The problem |
Please lay out the entries below as a two-column CSV with the header columns text and answer and one row per entry. Put each entry's text and its answer each in its own double-quoted field, with line breaks replaced by spaces.

## begin Input records

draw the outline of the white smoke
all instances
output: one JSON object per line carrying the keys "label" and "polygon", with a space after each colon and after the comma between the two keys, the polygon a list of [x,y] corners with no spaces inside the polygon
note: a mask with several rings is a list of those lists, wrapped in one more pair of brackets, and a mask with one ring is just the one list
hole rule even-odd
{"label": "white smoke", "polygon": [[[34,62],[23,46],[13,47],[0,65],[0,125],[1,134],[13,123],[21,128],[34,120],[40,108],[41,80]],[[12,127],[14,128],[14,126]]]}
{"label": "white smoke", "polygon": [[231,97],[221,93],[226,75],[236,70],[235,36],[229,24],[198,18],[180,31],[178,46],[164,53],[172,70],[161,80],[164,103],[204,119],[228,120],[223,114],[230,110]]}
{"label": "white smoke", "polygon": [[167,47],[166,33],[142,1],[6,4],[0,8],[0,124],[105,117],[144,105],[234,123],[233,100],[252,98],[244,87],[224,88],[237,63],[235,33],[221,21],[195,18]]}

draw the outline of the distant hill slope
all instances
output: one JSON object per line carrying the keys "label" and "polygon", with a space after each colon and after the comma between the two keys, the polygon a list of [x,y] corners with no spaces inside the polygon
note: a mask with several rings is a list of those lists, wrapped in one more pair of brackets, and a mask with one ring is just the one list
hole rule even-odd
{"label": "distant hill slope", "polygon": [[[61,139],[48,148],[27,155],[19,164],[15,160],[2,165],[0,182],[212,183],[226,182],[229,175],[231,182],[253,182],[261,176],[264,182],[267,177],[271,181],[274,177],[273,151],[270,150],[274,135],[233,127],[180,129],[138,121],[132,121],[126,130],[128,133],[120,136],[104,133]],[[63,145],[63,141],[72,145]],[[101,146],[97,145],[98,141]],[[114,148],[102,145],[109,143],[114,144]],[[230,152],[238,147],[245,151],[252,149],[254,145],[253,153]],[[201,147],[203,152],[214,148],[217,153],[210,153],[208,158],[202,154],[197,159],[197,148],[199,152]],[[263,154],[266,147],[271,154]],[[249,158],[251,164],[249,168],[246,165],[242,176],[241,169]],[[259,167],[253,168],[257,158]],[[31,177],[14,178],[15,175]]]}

## end Input records

Result of the task |
text,answer
"draw the outline of the white smoke all instances output: one JSON object per line carrying the keys ""label"" and ""polygon"", with a space after each colon and after the comma between the two keys, the polygon a list of [x,y] corners with no spaces inside the polygon note: a mask with several rings is a list of those lists, wrapped in one more pair of brackets, and a mask with one ring is just the one list hole rule even-odd","{""label"": ""white smoke"", ""polygon"": [[[34,62],[23,46],[13,47],[0,65],[0,125],[1,134],[13,123],[21,128],[34,120],[40,108],[41,80]],[[12,127],[14,128],[14,126]]]} {""label"": ""white smoke"", ""polygon"": [[231,97],[221,93],[226,75],[236,70],[235,36],[229,24],[198,18],[180,31],[178,46],[164,53],[172,70],[161,80],[164,103],[204,119],[228,120],[223,114],[230,110]]} {""label"": ""white smoke"", ""polygon"": [[167,47],[166,33],[142,1],[6,4],[0,8],[0,124],[105,117],[144,105],[234,123],[233,100],[252,98],[244,87],[224,88],[237,63],[235,33],[221,21],[195,18]]}"
"draw the outline of the distant hill slope all instances output: one JSON object per line carrying the keys ""label"" and ""polygon"", with a space after each colon and after the comma between the two keys, the polygon a list of [x,y] corners with no spaces inside the polygon note: a mask with several rings is a list of those lists, wrapped in one more pair of brackets, and a mask with one ring is just the one list hole rule even-odd","{""label"": ""distant hill slope"", ""polygon"": [[[61,139],[48,148],[27,155],[19,164],[15,160],[2,165],[0,182],[212,183],[226,182],[229,175],[231,182],[253,182],[261,176],[264,182],[267,177],[271,181],[274,177],[273,151],[270,150],[274,135],[233,127],[180,129],[138,121],[132,121],[126,130],[128,133],[120,136],[104,133]],[[63,145],[63,141],[72,145]],[[101,146],[97,145],[98,141]],[[114,148],[102,145],[109,143],[114,144]],[[230,152],[238,147],[245,151],[252,149],[254,145],[253,153]],[[201,147],[203,152],[214,148],[217,153],[210,153],[208,158],[202,154],[197,159],[197,148],[199,152]],[[263,154],[266,147],[271,154]],[[249,158],[251,164],[249,168],[246,165],[242,176],[241,169]],[[259,167],[253,168],[257,158]],[[31,177],[14,178],[15,175]]]}"